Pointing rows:
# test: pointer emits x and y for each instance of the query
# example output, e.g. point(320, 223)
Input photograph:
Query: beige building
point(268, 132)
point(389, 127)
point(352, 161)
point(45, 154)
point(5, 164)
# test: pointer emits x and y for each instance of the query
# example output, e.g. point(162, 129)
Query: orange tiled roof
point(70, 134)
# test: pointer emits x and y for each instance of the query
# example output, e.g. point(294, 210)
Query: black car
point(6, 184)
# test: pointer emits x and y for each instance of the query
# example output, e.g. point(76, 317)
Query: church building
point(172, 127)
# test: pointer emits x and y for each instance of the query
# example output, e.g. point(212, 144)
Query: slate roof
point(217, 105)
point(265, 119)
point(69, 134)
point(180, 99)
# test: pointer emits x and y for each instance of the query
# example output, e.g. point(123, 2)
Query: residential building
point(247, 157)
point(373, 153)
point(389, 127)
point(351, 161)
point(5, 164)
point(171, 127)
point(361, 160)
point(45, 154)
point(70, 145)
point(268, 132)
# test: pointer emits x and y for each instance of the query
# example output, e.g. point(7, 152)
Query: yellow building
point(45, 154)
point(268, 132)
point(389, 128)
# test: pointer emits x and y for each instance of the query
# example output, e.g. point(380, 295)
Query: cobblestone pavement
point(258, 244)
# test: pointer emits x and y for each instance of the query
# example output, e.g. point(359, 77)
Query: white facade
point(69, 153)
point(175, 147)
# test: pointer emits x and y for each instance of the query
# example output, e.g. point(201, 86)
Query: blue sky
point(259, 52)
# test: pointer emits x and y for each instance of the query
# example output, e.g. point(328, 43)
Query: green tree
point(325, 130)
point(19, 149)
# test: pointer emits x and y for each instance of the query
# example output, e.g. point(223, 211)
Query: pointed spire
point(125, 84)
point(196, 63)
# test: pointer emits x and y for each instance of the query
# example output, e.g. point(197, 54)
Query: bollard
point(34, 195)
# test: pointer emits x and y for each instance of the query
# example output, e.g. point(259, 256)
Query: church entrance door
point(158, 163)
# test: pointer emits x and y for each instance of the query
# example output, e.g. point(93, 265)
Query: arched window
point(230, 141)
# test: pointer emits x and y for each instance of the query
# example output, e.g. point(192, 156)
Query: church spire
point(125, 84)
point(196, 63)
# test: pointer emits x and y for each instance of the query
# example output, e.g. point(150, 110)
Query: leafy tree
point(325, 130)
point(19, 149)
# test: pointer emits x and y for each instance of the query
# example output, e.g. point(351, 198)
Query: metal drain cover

Exercise brief
Which lines in the rows above contain the word "roof"? Return each of those lines in full.

Finished exercise
Query: orange tiled roof
Query: slate roof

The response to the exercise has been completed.